> [REQUIRED TASK 1] Reproduce the stretch of the blog post on why people behave as they do from "1) I believe" through "albeit in reverse.".
> [REQUIRED TASK 2] In the blog post on why people behave as they do, what did the writer resolve never to do after watching the parents?
> [REQUIRED TASK 3] Carry the blog post on why people behave as they do further, beginning after its final sentence.
-- Begin TEXT TO READ --
Thursday, September 15, 2005

Riff on a theme

My theory is that most people are the way they are and behave the way they do because of;

1) Built in character traits
2) Learned behavior
3) Experience/environment
4) A single defining moment

Now, I am not a trained psychiatrist, and realize that my theory is therefore virtually worthless in actuality. I have no empirical evidence to back this up, nor have I adequately read up on the subject, but it fits with my experience and feeling and I will therefore stick to it until I learn otherwise.

1) I believe that we are born with certain traits, very hard if not impossible to eradicate, that our whole personality is based on. It's funny how very small children exhibit mostly the same basic traits as they will as adults, not having had enough time to either "learn" this behavior nor be affected by the environment.

2) However, we of course pick up certain things from our role models, such as parents or guardians. This can be either;
a) We see their behavior and emulate it, being in a formative state as children, or;
b) We see their behavior and do completely the opposite. I, for one, decided to never start smoking witnessing the constant smoking of my parents. I never have and I never did. It's weird how powerful that urge has always been for me, the urge not to smoke despite considerable peer pressure. Learned behavior on my part, albeit in reverse.
-- End TEXT TO READ --
-- Begin DATASET --
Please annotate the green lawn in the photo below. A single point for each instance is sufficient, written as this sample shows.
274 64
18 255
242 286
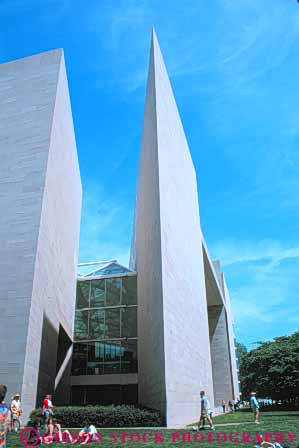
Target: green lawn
271 422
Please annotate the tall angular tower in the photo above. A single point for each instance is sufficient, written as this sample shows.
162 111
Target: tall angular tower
174 349
40 201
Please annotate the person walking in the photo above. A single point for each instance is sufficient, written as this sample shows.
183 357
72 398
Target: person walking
4 416
254 404
16 411
205 412
47 407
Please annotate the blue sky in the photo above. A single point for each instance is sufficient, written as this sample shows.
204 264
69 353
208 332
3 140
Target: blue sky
234 67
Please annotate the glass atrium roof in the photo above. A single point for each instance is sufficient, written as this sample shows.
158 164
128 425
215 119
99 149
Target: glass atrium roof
108 269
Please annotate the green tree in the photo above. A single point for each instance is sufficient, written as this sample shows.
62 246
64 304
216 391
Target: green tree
272 369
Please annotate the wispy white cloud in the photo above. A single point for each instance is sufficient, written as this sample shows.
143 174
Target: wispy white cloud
262 276
235 251
106 226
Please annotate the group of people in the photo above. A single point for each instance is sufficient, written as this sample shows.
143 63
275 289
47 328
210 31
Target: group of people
230 406
206 411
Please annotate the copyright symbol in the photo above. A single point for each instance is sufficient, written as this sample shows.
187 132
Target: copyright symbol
25 437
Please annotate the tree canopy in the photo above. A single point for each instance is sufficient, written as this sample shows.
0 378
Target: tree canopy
272 369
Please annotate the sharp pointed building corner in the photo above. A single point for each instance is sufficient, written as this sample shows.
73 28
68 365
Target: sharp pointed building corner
177 356
156 334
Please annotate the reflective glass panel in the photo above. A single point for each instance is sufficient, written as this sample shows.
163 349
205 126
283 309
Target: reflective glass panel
129 290
82 295
95 365
129 322
81 324
112 323
97 293
113 288
97 324
79 359
129 356
112 357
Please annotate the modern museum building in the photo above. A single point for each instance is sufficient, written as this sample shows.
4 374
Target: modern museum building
154 333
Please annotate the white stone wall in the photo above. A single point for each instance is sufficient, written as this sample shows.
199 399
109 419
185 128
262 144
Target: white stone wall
230 321
174 351
40 191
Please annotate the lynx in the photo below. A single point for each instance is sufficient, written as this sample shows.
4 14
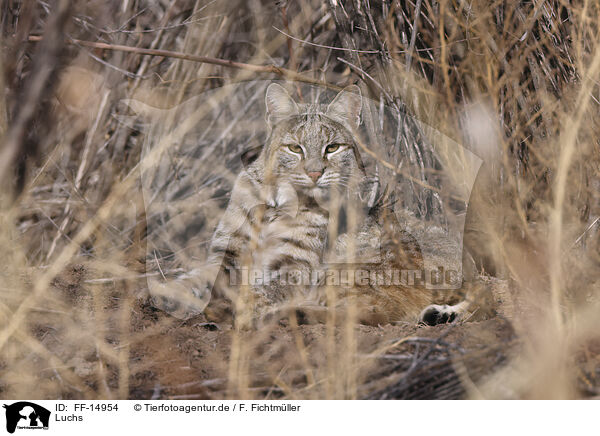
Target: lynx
295 225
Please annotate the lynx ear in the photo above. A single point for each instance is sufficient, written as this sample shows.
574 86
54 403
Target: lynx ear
279 104
345 107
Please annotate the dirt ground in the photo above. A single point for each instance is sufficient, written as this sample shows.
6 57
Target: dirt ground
106 341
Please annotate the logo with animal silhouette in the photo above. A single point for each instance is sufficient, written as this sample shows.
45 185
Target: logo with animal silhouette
26 415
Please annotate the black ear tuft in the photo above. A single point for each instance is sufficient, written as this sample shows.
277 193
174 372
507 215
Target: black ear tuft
346 107
279 104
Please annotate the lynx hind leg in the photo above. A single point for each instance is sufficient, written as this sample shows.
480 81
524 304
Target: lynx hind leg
435 314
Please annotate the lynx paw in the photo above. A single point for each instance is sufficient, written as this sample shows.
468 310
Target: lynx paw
442 313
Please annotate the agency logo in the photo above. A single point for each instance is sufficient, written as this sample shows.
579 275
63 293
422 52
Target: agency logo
26 415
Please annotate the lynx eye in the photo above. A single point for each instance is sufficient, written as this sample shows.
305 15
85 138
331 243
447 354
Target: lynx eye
333 147
294 148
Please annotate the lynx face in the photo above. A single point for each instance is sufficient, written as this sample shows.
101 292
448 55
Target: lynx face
312 147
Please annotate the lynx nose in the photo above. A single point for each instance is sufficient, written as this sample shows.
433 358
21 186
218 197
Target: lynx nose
314 175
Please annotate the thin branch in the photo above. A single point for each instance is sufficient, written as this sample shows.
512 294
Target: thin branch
265 69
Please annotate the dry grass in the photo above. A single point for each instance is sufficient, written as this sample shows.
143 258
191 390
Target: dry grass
116 166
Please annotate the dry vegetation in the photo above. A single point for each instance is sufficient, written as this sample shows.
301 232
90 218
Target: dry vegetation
90 210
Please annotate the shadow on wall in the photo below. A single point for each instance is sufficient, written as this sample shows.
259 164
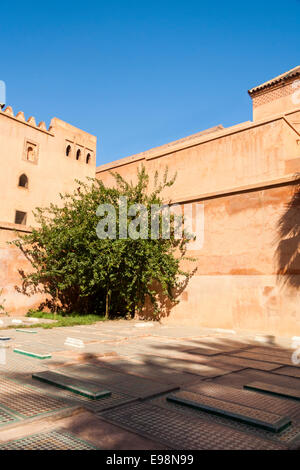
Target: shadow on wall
288 249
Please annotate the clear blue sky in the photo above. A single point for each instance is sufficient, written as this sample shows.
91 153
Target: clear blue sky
140 74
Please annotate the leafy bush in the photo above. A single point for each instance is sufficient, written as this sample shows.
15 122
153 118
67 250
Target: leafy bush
2 308
83 273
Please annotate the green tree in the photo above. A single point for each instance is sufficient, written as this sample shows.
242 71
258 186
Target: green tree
2 308
83 273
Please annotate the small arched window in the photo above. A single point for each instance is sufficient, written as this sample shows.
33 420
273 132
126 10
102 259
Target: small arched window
23 181
30 154
68 150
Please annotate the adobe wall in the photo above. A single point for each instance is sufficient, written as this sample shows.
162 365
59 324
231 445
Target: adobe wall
49 173
243 177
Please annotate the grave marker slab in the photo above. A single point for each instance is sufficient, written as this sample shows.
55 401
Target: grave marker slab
266 420
272 389
32 354
80 387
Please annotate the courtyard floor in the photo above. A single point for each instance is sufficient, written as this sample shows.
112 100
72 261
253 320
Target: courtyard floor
142 364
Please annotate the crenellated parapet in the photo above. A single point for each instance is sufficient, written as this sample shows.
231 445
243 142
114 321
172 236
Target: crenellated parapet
8 111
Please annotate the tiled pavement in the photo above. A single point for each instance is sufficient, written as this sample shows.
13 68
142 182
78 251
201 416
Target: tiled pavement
141 364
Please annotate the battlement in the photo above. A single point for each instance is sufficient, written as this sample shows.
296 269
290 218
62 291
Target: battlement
39 163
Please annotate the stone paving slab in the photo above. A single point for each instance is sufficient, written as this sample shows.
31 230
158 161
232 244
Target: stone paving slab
140 368
178 432
26 401
289 436
246 363
196 368
133 386
80 387
232 411
55 440
144 363
290 371
285 392
265 357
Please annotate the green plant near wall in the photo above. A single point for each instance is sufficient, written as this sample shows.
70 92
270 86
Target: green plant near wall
80 272
2 308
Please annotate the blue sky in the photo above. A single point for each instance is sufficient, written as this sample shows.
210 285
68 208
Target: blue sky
140 74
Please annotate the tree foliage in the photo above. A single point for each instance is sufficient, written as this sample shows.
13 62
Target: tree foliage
80 272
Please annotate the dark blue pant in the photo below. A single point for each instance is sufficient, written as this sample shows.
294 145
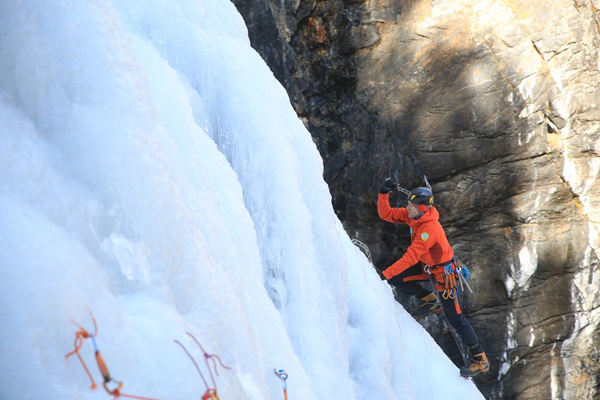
-- End DATASET --
> [RESULT 1]
1) I believe that we are born with certain traits, very hard if not impossible to eradicate, that our whole personality is based on. It's funny how very small children exhibit mostly the same basic traits as they will as adults, not having had enough time to either "learn" this behavior nor be affected by the environment.

2) However, we of course pick up certain things from our role models, such as parents or guardians. This can be either;
a) We see their behavior and emulate it, being in a formative state as children, or;
b) We see their behavior and do completely the opposite. I, for one, decided to never start smoking witnessing the constant smoking of my parents. I never have and I never did. It's weird how powerful that urge has always been for me, the urge not to smoke despite considerable peer pressure. Learned behavior on my part, albeit in reverse.

> [RESULT 2] Never to start smoking.

> [RESULT 3]
3) Of course both experience and the environment play a part in our personality.
Although I believe that we essentially become the people we will always be at a very early age, time, experience and the environment certainly have an effect, if nothing more than smoothing out the edges. We (most of us anyway) slowly learn what works and doesn't work with other people, plus our surroundings and influential things like school and friends can slowly have an effect on our outlook. Plus, with a concentrated effort, I still (perhaps naively) believe that people are able to affect change on themselves. It just takes a whole lot of hard thrice damned work.

4) And then there is this. A single defining moment that either changes the way we see a certain thing or accentuates what is already there. Pretty rare I should think (again, having nothing to back this up) but I know of such cases. One being myself.

When I was about 10 years old, I was in school during a societal studies class. The textbook (for some odd reason I can't really fathom now) showed a little story in pictures.

The story was about two little kids, a boy and a girl of about 10-12 it appeared, which were poised to go visit their grandfather. The grandfather (obviously living alone) was seen glowing with anticipation, baking a cake for the grandchildren, pouring milk into glasses and happily awaiting their arrival. At the same time, the grandchildren were on their way but stopped to participate in a soccer game. The grandfather keeps waiting, his smile slowly turning into a sad frown, the afternoon passes, it slowly becomes dark, and the kids just keep playing and never arrive. The story ends with the grandfather sitting all alone at the table, all set with milk and goodies, so sad, waiting for his grandchildren that never arrived.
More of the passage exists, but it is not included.